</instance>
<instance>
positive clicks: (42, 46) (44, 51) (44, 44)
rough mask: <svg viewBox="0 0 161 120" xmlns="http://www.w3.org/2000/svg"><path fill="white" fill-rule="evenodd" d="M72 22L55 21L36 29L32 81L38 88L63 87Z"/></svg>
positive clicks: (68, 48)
________________________________________
* [TASK DETAILS] Beginning at the line that holds "rough mask: <svg", write out word for word each line through the end of the records.

* [SOLUTION FOR THIS EXERCISE]
rough mask: <svg viewBox="0 0 161 120" xmlns="http://www.w3.org/2000/svg"><path fill="white" fill-rule="evenodd" d="M72 22L55 21L36 29L32 81L38 88L63 87Z"/></svg>
positive clicks: (68, 48)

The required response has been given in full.